# Required action:
Transcribe the lines of the records starting with the one that has "If you could tag each instance of the white rose" in it and ending with the last, and transcribe nothing else.

# Data for this task:
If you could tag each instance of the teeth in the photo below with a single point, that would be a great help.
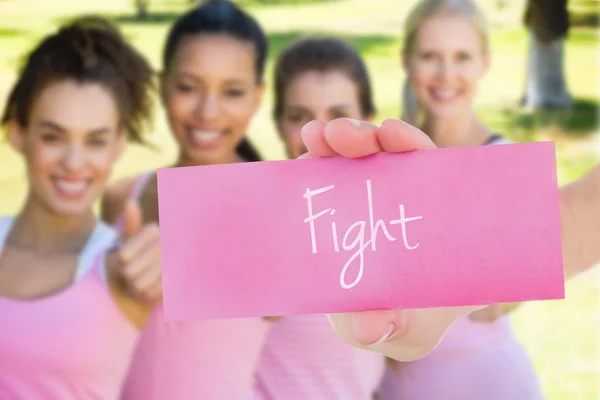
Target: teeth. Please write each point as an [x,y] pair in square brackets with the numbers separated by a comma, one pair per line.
[71,187]
[206,136]
[445,94]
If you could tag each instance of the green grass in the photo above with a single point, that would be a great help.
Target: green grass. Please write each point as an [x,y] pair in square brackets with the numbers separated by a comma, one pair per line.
[561,336]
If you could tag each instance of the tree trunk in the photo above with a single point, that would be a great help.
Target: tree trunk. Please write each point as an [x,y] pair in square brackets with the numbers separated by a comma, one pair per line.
[548,24]
[142,8]
[545,83]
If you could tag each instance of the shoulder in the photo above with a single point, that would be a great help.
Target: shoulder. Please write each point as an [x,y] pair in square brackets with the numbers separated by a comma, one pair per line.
[114,199]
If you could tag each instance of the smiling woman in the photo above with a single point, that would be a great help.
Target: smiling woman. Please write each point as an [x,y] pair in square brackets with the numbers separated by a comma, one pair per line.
[82,92]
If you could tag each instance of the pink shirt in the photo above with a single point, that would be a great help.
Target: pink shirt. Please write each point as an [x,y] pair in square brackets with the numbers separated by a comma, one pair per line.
[73,345]
[211,359]
[303,358]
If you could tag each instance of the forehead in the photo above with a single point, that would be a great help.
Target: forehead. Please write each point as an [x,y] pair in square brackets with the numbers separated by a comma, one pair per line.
[448,32]
[312,89]
[218,56]
[75,105]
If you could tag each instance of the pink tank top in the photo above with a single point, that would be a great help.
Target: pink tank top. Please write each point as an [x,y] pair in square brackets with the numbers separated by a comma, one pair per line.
[474,360]
[213,359]
[72,345]
[303,358]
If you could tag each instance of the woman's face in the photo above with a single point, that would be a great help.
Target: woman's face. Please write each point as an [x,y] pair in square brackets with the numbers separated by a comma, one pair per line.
[445,65]
[70,144]
[316,95]
[211,93]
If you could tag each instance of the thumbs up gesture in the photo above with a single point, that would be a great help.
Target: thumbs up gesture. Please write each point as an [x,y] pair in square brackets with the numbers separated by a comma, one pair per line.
[135,266]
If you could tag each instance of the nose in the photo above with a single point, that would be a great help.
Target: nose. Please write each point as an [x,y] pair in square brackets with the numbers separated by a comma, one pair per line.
[74,157]
[446,69]
[208,107]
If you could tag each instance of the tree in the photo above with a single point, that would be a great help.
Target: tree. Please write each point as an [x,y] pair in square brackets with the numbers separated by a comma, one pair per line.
[548,25]
[141,7]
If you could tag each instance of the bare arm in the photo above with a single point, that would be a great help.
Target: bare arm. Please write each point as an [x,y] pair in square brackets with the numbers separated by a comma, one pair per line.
[113,201]
[580,223]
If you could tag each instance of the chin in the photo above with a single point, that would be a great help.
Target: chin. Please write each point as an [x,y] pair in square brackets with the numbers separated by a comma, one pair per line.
[70,210]
[215,156]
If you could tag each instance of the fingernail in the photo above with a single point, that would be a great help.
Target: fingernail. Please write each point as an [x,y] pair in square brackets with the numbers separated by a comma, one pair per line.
[395,326]
[354,122]
[387,334]
[407,125]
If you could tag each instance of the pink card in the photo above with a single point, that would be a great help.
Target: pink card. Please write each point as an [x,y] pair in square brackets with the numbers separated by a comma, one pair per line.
[442,227]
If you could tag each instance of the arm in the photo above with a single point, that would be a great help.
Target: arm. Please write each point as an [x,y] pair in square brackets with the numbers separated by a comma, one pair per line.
[580,223]
[209,359]
[134,267]
[113,201]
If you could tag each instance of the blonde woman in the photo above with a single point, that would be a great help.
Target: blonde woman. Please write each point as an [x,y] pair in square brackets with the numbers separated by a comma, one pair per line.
[445,55]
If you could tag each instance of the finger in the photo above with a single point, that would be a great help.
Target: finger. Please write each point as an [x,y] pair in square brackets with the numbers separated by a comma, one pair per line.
[396,136]
[132,220]
[148,286]
[146,237]
[352,138]
[313,136]
[146,261]
[403,335]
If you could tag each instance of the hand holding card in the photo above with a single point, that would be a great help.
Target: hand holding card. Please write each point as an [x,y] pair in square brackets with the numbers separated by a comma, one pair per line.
[457,228]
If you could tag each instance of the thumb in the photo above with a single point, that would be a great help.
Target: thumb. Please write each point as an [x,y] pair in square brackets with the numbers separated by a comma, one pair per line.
[132,220]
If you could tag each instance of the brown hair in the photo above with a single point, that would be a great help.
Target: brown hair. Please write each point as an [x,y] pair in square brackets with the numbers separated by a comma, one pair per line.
[322,54]
[90,49]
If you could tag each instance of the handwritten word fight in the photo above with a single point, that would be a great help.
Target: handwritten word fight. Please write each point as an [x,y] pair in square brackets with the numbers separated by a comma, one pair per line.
[358,228]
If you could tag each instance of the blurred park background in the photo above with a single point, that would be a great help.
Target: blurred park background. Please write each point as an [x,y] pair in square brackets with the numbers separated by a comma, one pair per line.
[562,336]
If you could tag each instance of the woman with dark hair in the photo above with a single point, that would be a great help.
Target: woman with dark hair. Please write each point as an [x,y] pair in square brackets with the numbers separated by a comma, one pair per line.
[211,86]
[316,78]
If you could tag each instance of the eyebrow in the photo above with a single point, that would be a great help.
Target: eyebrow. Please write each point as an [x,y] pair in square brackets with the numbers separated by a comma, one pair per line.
[57,127]
[184,74]
[334,107]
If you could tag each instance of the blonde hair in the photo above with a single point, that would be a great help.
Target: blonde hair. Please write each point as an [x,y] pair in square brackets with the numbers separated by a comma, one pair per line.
[426,9]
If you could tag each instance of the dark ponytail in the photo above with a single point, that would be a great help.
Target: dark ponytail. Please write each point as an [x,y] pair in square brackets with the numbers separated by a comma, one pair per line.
[88,50]
[221,17]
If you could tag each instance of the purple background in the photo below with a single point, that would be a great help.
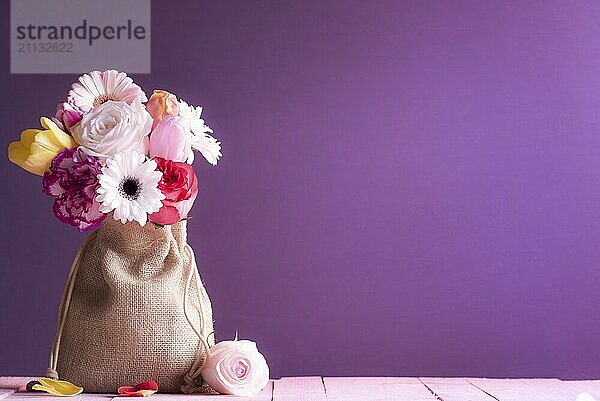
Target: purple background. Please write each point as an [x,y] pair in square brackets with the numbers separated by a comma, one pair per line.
[408,188]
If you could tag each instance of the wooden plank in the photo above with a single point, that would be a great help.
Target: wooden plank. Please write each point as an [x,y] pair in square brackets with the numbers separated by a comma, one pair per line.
[455,389]
[299,389]
[554,389]
[512,390]
[265,395]
[568,389]
[376,389]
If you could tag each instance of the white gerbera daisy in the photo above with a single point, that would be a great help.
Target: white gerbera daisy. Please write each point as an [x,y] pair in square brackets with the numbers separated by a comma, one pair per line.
[96,87]
[208,146]
[129,186]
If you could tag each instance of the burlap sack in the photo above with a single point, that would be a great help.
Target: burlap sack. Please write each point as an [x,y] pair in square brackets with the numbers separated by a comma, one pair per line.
[134,309]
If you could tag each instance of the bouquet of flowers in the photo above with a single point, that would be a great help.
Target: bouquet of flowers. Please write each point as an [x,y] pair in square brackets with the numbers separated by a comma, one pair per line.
[106,152]
[125,314]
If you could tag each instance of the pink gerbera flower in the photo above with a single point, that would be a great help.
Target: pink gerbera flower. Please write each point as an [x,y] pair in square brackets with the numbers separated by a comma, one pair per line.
[97,87]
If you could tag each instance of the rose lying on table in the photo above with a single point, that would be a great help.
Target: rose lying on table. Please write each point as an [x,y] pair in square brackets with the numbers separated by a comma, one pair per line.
[235,367]
[231,367]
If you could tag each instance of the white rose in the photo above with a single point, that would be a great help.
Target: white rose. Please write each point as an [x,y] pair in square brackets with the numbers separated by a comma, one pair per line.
[114,127]
[236,368]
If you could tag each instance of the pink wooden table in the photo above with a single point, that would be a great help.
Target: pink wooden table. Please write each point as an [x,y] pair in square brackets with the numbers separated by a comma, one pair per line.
[364,389]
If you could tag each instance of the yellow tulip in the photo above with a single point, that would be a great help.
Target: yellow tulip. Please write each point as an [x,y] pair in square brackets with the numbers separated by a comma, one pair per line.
[38,147]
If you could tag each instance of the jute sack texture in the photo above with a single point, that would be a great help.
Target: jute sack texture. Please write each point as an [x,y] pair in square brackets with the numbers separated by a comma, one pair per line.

# Response:
If you could tag each instance of the white rose in the photo above with a single point, that would be a great help.
Target: white rose. Please write each point as an [x,y] pair in square brackets with the numbers separated by a comma, one pair per line.
[114,127]
[236,368]
If you could tag each instance of the pink wooden table in the photo above with a single point, that would be a great help.
Target: pink wooden table. Please write each point as an [x,y] pair in square brackets with the numbers separated by a comma, one pair per line.
[364,389]
If you could tag each instance of the yellow tulip in the photo above with a single point, that would be a great help.
Target: yellow tulip. Please write each point as an [x,y] pair in square brackets with the numbers separated by a comma, one pair per line.
[38,147]
If you could tag each instance of the jute sack texture in the photo above with a single point, that would be a great help.
Target: jute sack texture. Please write each point as an [x,y] pair in square brackets with the numbers separated by a comma, one pair per line.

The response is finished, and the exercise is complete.